DOCUMENT SEGMENT:

Attacks against the healthfulness of bread and refined grains are incessant, ignorant and often insidious, but such slings are not unique to flour-based foods. To the contrary, essentially every prominent dietary energy source has been or remains the subject of intense criticism. Interests involved with grains, meat, dairy, eggs, sugar and fats all have struggled to counter caricatures of their products in the media or as lambasted by opportunistic authors of diet books.
The nature of attacks varies from one product category to the next. The oils and fats industry has been subjected to challenges arriving in waves, over the past generation, beginning with an assault on the healthfulness of animal fats followed in the 1980s by a move to reduce consumption of saturated fats. These shifts were followed by the widespread endorsement of low-fat eating in the 1990s, intense scrutiny of and ultimately the banning of added partially hydrogenated oils in the 2000s, and claims beginning in about 2010 from some researchers who said saturated fats may not be as unhealthy as had been alleged in the 1980s.
It was against this backdrop that Bunge in February 2016 sought approval from the F.D.A. for the industry’s food processing and restaurant customers to make qualified health claims linking consumption of soybean oil to reduced risk of coronary heart disease. The petition was approved last month.
Soybean oil is the leading edible oil in the United States. Even having lost share steadily over the past two decades, Americans consume more soybean oil than all the other shortenings/oils (cottonseed, peanut, corn, canola, palm, palm kernel and coconut oils and lard and edible tallow) combined. Still, the market share captured by soybean oil declined to just over 50 per cent in 2016 from 64 per cent in 2003. During this period, the corn oil share of the market nearly doubled to 11.2 per cent from 6.4 per cent, and the canola oil share more than doubled to 14.8 per cent, from 6 per cent. It is no coincidence that corn oil and canola oil, together with olive oil, previously were the only vegetable oils for which health claims had been allowed. Together with the lack of a health claim approval, the lower prices of soybean oil historically when compared to alternative oils may have contributed to the perception soybean oil is somehow a less healthful option.

WORK TO BE COMPLETED: Rewrite the soybean oil passage from "It was against" to "approved last month.", changing "petition" to "application".

Collected data entries:
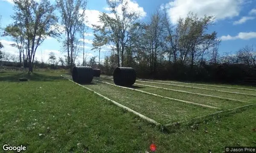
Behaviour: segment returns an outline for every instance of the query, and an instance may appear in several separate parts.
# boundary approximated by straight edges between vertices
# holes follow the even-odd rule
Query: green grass
[[[144,80],[137,80],[144,81]],[[230,91],[230,92],[240,92],[240,93],[244,93],[244,94],[256,94],[255,93],[256,93],[256,91],[247,90],[243,90],[243,89],[236,89],[236,88],[224,88],[224,87],[215,87],[215,86],[211,86],[202,85],[201,85],[187,84],[180,83],[179,82],[169,82],[159,81],[157,81],[157,80],[156,80],[156,81],[145,80],[145,81],[148,81],[148,82],[157,82],[157,83],[171,84],[176,85],[185,85],[185,86],[187,86],[204,88],[213,89],[213,90],[219,90],[219,91]],[[139,83],[139,82],[140,82],[140,81],[137,81],[137,82],[138,82],[138,83]],[[204,83],[203,84],[206,85],[207,84]],[[234,87],[234,88],[248,88],[248,89],[250,89],[256,90],[256,87],[251,87],[251,86],[246,86],[246,87],[245,87],[244,86],[231,85],[221,85],[221,84],[213,84],[213,85],[209,84],[209,85],[219,85],[219,86],[227,86],[227,87]]]
[[[166,134],[61,73],[36,72],[18,82],[25,74],[0,72],[1,146],[24,144],[26,153],[145,153],[154,142],[156,153],[219,153],[256,144],[255,107]]]
[[[253,102],[255,103],[255,102],[256,102],[256,96],[248,96],[248,95],[238,94],[236,94],[223,93],[223,92],[221,92],[209,91],[209,90],[204,90],[204,89],[195,89],[195,88],[187,88],[187,87],[178,87],[178,86],[172,86],[172,85],[170,85],[158,84],[155,84],[155,83],[153,83],[144,82],[136,82],[136,83],[138,83],[138,84],[143,84],[143,85],[151,85],[151,86],[160,87],[167,88],[170,88],[170,89],[172,89],[181,90],[181,91],[189,91],[189,92],[196,93],[200,93],[200,94],[208,94],[208,95],[213,95],[213,96],[221,96],[221,97],[224,97],[232,98],[232,99],[239,99],[239,100],[241,100],[248,101],[248,102],[251,102],[253,103]],[[203,88],[209,88],[208,87],[205,88],[205,87],[203,87]],[[224,91],[229,91],[229,89],[228,89],[228,88],[226,88],[226,90],[225,90]],[[245,93],[246,94],[248,94],[246,92],[247,91],[245,91],[243,90],[242,91],[243,91],[243,93]],[[256,94],[255,93],[254,93],[254,94]]]
[[[189,120],[218,110],[161,98],[98,82],[92,82],[95,85],[84,86],[162,124]]]
[[[113,81],[110,80],[108,79],[101,79],[100,78],[97,78],[96,79],[103,82],[113,84]],[[147,85],[145,83],[143,83],[142,84]],[[248,104],[248,103],[246,102],[221,99],[220,99],[219,98],[209,97],[204,96],[181,93],[177,91],[169,91],[166,89],[160,88],[155,88],[154,87],[147,87],[143,85],[135,85],[141,88],[139,89],[139,90],[148,92],[155,94],[161,96],[178,99],[186,100],[198,103],[207,105],[208,105],[215,106],[224,109],[233,108]],[[155,86],[156,85],[155,85],[154,86]],[[201,93],[199,92],[198,93]]]

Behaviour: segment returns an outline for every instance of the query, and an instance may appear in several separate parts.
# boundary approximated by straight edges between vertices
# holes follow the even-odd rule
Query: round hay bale
[[[76,83],[90,83],[93,77],[93,71],[91,67],[76,66],[73,68],[72,79]]]
[[[116,68],[113,76],[114,82],[118,85],[131,86],[136,81],[136,72],[132,68]]]
[[[93,76],[99,77],[100,76],[100,69],[93,69]]]

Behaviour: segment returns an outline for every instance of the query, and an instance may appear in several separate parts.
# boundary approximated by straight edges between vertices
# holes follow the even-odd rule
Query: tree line
[[[235,55],[220,57],[221,40],[216,31],[208,30],[213,25],[213,16],[200,17],[190,12],[173,24],[164,8],[156,10],[150,20],[143,21],[139,12],[131,11],[127,0],[106,1],[111,12],[99,15],[103,26],[92,25],[91,50],[98,51],[100,57],[103,46],[111,48],[110,55],[101,65],[99,58],[98,67],[103,73],[111,74],[116,67],[130,67],[136,69],[139,77],[159,79],[232,80],[241,76],[238,73],[244,74],[241,78],[253,75],[256,53],[253,47],[245,46]],[[47,37],[64,36],[62,50],[67,55],[62,61],[71,69],[81,51],[79,40],[84,39],[87,29],[84,26],[87,1],[14,2],[15,11],[12,17],[15,21],[4,28],[3,35],[11,36],[16,42],[12,45],[19,49],[20,63],[32,72],[38,47]],[[60,19],[55,10],[60,13]],[[95,67],[96,62],[93,57],[82,65]]]

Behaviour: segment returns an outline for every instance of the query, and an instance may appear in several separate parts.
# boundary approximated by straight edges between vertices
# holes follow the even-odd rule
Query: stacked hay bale
[[[132,68],[116,68],[113,76],[114,82],[118,85],[131,86],[136,81],[136,72]]]
[[[88,83],[93,81],[93,71],[90,66],[75,66],[72,70],[73,81],[78,83]]]

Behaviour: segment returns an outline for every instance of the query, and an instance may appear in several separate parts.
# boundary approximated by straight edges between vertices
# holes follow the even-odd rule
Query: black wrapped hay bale
[[[131,85],[136,81],[136,72],[132,68],[116,68],[113,75],[114,82],[118,85]]]
[[[90,66],[76,66],[72,70],[73,81],[78,83],[88,83],[93,81],[93,71]]]
[[[100,69],[93,69],[93,76],[99,77],[100,76]]]

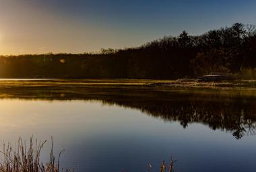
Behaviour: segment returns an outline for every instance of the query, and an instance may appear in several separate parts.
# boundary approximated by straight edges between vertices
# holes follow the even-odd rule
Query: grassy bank
[[[52,146],[50,153],[50,158],[48,162],[42,163],[40,155],[44,144],[46,141],[38,142],[30,138],[28,145],[21,138],[18,141],[17,146],[12,147],[8,143],[3,145],[3,150],[0,151],[3,157],[3,160],[0,162],[1,172],[59,172],[71,171],[60,168],[59,159],[62,152],[58,156],[57,159],[53,155],[53,139]]]

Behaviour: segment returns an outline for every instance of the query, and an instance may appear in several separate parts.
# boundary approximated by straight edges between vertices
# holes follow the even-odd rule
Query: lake
[[[0,81],[0,138],[51,137],[75,171],[255,171],[256,89]]]

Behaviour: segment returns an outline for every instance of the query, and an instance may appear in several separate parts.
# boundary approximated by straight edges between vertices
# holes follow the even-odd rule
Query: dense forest
[[[193,78],[212,72],[256,78],[256,31],[239,23],[201,36],[185,31],[99,53],[0,56],[1,78]]]

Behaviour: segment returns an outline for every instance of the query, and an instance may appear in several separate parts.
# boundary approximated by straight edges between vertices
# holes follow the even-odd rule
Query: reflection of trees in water
[[[255,134],[256,96],[250,91],[191,91],[120,86],[5,87],[1,98],[96,100],[108,105],[140,110],[166,122],[179,122],[185,128],[199,122],[213,130],[232,132],[237,138]]]
[[[152,100],[151,102],[112,100],[104,103],[139,109],[143,113],[166,122],[178,121],[184,128],[189,124],[199,122],[213,130],[231,132],[236,139],[245,134],[255,134],[256,107],[253,106],[253,103],[244,102],[240,99],[228,101],[221,99],[203,101]]]

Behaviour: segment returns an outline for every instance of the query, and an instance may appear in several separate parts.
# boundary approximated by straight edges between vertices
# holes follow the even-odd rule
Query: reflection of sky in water
[[[56,153],[65,148],[64,166],[75,171],[145,171],[150,162],[172,155],[177,171],[254,171],[255,136],[236,140],[230,133],[200,124],[184,129],[139,110],[96,101],[0,101],[0,136],[39,140],[53,136]],[[49,147],[46,145],[45,150]],[[46,158],[44,153],[43,158]]]

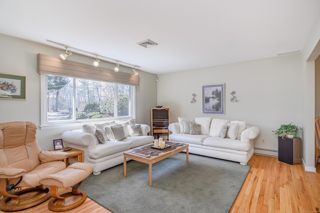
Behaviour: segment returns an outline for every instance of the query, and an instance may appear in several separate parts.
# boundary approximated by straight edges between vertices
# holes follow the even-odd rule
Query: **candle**
[[[158,139],[154,139],[154,147],[159,146],[159,141]]]
[[[164,141],[161,141],[160,143],[160,147],[163,148],[166,146],[166,143]]]

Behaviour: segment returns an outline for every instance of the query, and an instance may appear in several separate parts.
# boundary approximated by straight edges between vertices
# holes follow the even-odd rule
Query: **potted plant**
[[[298,132],[302,130],[302,128],[292,124],[292,122],[289,124],[282,124],[278,129],[272,131],[272,132],[278,136],[282,137],[282,139],[284,136],[289,138],[292,138],[294,136],[300,138]]]

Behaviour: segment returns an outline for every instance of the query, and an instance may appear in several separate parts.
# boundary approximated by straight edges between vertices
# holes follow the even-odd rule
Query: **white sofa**
[[[172,133],[169,135],[169,139],[188,144],[190,153],[237,162],[242,165],[246,165],[254,154],[254,139],[260,130],[257,127],[247,126],[246,121],[210,117],[194,119],[178,117],[178,120],[179,122],[168,126]],[[198,133],[200,134],[190,134],[190,126],[193,127],[194,124],[198,124],[196,125],[198,128],[200,126],[201,133]]]
[[[94,125],[85,125],[82,130],[67,131],[64,132],[61,137],[63,142],[68,143],[68,146],[84,151],[84,163],[92,166],[94,175],[98,175],[103,170],[123,163],[124,152],[153,143],[154,137],[148,135],[150,130],[150,126],[136,124],[134,122],[128,123],[128,121],[122,124],[126,138],[120,141],[110,141],[107,137],[104,138],[104,143],[102,143],[96,134],[98,129],[104,131],[106,127],[115,126],[116,124],[114,122]],[[140,125],[142,135],[130,137],[127,130],[131,125]],[[106,131],[103,133],[105,137],[108,136]]]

COMPLETED EXERCISE:
It was against this backdrop that Bunge in February 2016 sought approval from the F.D.A. for the industry’s food processing and restaurant customers to make qualified health claims linking consumption of soybean oil to reduced risk of coronary heart disease. The application was approved last month.